• **Work instructions**
Reproduce all of the material word for word.

• **Source records**
◇ ◇ ◇
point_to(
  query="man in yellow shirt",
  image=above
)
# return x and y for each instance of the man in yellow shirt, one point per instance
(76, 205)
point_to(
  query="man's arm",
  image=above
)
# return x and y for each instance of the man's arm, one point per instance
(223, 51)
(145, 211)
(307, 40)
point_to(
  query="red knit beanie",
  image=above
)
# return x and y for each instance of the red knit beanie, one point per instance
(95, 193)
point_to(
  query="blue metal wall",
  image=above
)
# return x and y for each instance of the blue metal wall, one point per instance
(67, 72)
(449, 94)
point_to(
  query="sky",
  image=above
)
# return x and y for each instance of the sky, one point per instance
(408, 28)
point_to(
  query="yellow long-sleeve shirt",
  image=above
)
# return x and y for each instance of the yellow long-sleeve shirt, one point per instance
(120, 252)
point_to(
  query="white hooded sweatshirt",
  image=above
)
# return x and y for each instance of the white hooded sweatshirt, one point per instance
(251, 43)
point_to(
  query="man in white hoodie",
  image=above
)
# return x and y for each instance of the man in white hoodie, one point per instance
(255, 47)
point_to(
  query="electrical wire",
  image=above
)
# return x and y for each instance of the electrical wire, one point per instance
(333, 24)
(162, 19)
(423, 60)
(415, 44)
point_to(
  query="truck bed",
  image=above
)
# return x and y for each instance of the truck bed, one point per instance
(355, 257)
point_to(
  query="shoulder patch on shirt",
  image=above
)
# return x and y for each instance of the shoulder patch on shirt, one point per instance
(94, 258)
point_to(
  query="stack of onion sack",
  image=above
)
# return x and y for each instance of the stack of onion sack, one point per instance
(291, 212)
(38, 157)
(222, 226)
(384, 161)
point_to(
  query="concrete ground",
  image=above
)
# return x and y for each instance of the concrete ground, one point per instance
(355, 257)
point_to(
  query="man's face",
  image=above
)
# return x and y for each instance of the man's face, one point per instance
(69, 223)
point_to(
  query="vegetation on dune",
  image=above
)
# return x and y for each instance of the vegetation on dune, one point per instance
◇ ◇ ◇
• **Final result**
point_to(
  query="man in yellow shirt",
  image=above
)
# return x and y for each instance of the man in yellow shirt, one point per instance
(76, 205)
point_to(
  query="man's arm",
  image=above
)
# return x and y for each instance of the man's arm, one point per instance
(223, 51)
(145, 211)
(307, 40)
point_to(
  query="red knit beanie",
  image=above
)
# return x and y for each instance of the red knit beanie, one point per instance
(95, 193)
point_to(
  query="blue metal wall",
  image=above
)
# return x and y for each instance of the blue metal wall, one point per instance
(67, 72)
(449, 94)
point_to(
  query="sky",
  image=above
)
# return x and y for each instance of the sky, one point per instance
(408, 28)
point_to(
  query="yellow long-sleeve shirt",
  image=above
)
# return x and y for each instance of the yellow long-sleeve shirt, one point per instance
(120, 252)
point_to(
  query="white hooded sweatshirt",
  image=above
)
# return x and y for each instance of the white hooded sweatshirt, one point per instance
(251, 43)
point_to(
  query="man in white hoodie",
  image=above
)
# return x and y for each instance of the man in white hoodie, one point per instance
(255, 47)
point_to(
  query="electrical wire",
  image=above
)
# return x and y for each instance of the electrical wire, one point per instance
(333, 24)
(162, 19)
(423, 60)
(415, 44)
point_to(
  query="truck bed",
  image=above
)
# return x and y for each instance of the truck bed, one point per instance
(355, 257)
point_to(
  query="shoulder patch on shirt",
  image=above
)
# return x and y for each instance of the shoulder patch on shirt, one point per instance
(94, 258)
point_to(
  query="stack of onion sack",
  image=above
)
# return x and y for each instance of the stack of onion sack, one point per instance
(291, 212)
(38, 157)
(222, 226)
(384, 161)
point_to(
  query="concrete ground",
  image=above
)
# return x and y for each instance of the concrete ground, one point per instance
(355, 257)
point_to(
  query="man's face",
  image=above
)
# return x and y for each instance of the man's face, one point per instance
(69, 223)
point_to(
  query="vegetation on dune",
  image=above
)
# return x and y for each instance of the vegetation on dune, one point per instance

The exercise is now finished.